- [Work instructions] Extract each line of the rows below that contains the string "asphalt", copying every matching line in full. Treat the match as case-sensitive.
BEGIN Data
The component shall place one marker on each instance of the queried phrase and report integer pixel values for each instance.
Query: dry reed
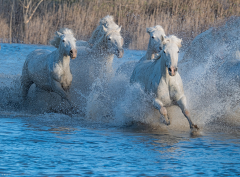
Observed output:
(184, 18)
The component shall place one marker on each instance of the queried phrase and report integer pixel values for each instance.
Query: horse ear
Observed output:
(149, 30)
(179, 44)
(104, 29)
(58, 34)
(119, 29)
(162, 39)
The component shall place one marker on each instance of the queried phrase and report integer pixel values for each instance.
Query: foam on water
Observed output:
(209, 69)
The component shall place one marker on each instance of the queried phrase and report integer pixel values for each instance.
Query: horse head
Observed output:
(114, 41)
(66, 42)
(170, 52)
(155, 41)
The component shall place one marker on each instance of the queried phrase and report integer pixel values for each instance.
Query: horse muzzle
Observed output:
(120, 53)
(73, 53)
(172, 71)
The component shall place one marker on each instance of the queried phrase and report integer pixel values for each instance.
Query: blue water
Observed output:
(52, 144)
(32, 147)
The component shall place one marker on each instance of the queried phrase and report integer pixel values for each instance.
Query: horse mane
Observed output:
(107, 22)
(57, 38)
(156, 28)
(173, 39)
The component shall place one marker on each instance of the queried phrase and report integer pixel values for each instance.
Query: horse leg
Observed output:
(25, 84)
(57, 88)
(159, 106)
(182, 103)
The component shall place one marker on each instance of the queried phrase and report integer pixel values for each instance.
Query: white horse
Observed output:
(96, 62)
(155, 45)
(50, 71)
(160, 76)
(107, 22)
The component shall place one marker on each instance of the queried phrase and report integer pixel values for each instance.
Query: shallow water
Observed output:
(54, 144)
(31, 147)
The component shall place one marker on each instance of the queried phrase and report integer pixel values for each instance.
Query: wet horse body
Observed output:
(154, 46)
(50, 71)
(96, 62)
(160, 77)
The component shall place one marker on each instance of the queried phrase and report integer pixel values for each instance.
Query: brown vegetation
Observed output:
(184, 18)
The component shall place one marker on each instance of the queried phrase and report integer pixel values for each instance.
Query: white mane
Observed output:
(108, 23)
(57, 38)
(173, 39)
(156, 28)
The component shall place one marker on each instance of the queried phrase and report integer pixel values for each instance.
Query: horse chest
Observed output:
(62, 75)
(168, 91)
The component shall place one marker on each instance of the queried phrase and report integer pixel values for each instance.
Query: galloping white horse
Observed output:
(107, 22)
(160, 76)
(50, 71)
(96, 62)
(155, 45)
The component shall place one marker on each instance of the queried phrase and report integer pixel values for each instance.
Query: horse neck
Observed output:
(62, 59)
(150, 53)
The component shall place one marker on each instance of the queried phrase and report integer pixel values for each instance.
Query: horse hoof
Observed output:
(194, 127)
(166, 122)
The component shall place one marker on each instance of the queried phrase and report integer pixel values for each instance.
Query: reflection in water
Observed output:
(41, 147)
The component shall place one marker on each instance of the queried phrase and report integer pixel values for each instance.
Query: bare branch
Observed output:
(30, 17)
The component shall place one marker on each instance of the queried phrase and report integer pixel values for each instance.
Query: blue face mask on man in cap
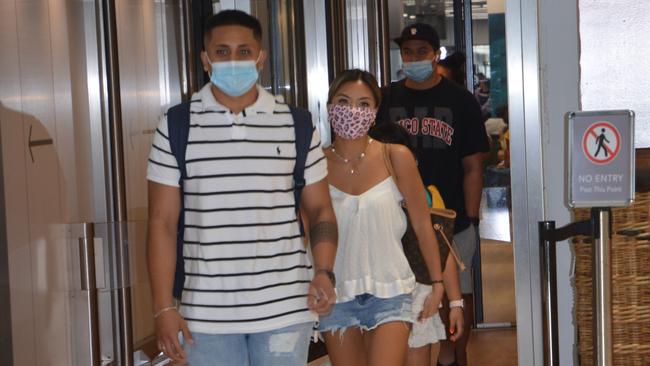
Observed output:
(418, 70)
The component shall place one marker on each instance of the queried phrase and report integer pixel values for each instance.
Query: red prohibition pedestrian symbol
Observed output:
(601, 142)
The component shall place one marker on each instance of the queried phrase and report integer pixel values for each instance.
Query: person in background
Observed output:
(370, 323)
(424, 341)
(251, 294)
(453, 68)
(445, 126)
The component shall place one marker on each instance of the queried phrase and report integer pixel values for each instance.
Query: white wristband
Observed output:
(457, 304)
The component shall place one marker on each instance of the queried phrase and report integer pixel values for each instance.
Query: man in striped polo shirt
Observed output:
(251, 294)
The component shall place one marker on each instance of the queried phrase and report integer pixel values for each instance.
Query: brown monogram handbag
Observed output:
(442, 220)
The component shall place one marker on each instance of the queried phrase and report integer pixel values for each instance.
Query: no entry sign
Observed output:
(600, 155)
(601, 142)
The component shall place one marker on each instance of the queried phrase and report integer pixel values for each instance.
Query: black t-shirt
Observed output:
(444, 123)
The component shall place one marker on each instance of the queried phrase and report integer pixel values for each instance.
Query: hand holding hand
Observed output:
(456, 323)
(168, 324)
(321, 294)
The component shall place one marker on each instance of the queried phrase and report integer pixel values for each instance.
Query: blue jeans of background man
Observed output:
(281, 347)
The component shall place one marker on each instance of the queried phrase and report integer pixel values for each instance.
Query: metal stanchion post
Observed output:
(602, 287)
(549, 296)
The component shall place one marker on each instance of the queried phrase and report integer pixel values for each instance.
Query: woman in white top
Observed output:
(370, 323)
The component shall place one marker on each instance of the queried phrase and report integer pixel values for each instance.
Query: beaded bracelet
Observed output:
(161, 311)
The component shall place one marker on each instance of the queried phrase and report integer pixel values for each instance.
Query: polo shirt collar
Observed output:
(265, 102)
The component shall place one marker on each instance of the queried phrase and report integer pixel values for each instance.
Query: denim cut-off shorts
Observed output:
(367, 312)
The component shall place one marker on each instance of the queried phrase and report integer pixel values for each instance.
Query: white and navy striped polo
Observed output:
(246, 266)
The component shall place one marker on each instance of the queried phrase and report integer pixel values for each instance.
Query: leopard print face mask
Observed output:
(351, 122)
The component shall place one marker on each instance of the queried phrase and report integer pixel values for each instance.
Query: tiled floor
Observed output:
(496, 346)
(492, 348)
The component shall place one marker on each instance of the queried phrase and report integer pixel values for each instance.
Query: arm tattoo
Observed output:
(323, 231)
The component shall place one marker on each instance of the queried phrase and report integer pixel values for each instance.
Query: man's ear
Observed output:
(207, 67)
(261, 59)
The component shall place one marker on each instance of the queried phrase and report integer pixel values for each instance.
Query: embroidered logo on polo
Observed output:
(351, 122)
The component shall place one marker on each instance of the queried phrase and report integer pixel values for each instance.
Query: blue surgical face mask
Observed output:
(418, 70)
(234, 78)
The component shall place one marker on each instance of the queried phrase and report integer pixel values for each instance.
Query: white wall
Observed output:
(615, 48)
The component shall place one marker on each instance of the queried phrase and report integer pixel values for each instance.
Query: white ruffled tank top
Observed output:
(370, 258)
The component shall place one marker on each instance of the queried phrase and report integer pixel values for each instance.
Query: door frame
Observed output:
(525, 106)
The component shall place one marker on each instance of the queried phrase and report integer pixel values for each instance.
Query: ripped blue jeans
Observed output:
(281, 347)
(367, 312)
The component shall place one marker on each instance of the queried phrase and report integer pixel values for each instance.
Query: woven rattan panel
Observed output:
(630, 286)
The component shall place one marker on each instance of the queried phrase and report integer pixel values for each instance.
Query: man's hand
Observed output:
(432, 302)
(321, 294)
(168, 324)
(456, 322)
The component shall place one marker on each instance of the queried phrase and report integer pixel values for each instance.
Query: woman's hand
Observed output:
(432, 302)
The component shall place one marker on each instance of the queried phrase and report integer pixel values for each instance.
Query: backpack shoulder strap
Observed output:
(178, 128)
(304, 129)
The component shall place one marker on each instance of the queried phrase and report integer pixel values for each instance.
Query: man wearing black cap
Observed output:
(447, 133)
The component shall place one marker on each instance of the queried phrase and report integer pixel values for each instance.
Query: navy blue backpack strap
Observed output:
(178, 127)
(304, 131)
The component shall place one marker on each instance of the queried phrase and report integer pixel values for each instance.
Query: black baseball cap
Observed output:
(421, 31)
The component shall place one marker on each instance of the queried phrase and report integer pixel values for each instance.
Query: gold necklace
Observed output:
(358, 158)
END Data
BEGIN Data
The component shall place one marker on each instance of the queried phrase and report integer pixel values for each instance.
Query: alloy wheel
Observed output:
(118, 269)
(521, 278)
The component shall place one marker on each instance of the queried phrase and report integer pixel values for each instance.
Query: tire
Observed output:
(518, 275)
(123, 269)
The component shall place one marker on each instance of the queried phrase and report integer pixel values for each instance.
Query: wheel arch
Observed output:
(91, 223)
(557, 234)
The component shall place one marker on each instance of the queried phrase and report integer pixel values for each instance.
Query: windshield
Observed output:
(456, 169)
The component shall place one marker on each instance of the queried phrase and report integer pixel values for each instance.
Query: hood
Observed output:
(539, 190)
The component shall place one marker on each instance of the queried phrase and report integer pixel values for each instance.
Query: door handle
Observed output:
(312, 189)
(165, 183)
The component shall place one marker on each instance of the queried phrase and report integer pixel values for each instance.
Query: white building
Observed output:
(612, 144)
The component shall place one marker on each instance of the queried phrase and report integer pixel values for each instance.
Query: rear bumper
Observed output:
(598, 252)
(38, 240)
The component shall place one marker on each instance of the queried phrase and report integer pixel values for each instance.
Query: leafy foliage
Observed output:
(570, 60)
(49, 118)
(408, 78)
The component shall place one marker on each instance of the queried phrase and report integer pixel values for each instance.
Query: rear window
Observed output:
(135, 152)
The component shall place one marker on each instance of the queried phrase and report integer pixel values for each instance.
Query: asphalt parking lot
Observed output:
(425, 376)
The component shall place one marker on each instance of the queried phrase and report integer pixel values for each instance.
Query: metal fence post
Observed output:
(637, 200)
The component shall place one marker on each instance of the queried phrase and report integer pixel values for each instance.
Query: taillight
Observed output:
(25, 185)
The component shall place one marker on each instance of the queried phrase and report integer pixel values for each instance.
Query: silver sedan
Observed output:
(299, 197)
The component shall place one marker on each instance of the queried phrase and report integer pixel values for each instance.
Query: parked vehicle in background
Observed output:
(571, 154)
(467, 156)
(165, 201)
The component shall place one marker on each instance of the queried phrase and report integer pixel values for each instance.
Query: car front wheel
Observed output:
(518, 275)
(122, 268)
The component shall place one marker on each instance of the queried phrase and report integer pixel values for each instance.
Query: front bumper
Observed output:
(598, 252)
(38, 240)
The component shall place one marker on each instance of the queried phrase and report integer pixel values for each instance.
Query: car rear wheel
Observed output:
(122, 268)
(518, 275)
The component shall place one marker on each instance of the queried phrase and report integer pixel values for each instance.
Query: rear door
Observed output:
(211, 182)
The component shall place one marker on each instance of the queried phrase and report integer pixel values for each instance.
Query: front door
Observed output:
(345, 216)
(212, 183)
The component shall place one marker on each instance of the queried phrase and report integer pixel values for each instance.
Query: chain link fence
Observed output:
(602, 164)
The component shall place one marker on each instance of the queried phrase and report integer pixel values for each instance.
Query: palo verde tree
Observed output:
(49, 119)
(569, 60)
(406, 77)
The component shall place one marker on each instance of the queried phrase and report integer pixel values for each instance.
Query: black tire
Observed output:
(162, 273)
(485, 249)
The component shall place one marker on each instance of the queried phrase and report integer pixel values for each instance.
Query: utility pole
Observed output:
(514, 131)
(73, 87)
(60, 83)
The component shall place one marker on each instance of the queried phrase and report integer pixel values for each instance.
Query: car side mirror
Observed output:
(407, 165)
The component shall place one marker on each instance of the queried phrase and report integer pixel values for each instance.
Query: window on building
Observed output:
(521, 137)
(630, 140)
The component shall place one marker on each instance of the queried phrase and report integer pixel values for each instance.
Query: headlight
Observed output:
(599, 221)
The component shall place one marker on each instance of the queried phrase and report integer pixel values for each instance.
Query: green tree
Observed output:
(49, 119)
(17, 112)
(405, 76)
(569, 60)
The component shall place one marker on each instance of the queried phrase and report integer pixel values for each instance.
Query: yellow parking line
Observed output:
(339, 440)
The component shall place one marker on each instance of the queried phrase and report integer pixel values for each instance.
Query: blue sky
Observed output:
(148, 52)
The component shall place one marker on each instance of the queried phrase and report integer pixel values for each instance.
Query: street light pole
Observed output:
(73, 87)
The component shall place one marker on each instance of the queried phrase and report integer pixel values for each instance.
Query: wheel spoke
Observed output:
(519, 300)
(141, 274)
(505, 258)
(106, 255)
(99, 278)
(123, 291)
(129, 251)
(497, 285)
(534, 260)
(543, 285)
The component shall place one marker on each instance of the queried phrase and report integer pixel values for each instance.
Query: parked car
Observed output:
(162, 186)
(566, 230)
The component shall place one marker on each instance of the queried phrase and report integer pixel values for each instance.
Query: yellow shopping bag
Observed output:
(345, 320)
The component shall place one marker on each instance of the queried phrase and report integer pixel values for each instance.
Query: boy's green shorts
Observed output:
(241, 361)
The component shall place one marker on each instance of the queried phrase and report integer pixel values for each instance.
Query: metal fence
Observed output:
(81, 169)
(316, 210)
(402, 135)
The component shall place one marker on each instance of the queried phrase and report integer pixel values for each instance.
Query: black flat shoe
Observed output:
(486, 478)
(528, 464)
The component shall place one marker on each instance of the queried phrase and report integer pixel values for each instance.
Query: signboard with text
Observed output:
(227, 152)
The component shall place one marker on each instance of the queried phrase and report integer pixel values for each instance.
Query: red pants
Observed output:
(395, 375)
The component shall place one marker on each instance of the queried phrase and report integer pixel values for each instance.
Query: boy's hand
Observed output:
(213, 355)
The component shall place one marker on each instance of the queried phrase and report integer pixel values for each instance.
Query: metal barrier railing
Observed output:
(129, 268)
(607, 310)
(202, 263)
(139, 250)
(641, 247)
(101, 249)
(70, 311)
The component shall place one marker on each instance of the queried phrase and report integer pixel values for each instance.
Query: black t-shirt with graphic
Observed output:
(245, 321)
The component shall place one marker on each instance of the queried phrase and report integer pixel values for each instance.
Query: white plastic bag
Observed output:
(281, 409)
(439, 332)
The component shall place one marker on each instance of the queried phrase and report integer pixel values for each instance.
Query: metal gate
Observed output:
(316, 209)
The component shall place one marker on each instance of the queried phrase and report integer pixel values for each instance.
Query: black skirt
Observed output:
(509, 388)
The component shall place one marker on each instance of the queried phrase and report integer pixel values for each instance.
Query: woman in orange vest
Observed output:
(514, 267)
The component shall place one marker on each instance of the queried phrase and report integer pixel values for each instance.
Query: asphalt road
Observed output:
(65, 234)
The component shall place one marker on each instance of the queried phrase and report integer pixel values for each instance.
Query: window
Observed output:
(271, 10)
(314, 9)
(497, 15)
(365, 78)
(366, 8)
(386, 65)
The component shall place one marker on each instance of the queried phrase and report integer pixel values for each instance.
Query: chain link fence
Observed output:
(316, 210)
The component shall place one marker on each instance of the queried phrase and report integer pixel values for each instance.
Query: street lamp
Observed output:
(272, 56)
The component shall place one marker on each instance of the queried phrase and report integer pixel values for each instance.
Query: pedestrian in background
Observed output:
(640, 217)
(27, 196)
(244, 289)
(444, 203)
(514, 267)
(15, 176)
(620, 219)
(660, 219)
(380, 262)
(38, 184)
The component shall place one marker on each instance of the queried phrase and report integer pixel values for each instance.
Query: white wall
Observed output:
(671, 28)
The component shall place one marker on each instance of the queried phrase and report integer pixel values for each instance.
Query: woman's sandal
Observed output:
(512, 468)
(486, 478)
END Data
- [Answer to this task]
Query: asphalt parking lot
Query: asphalt road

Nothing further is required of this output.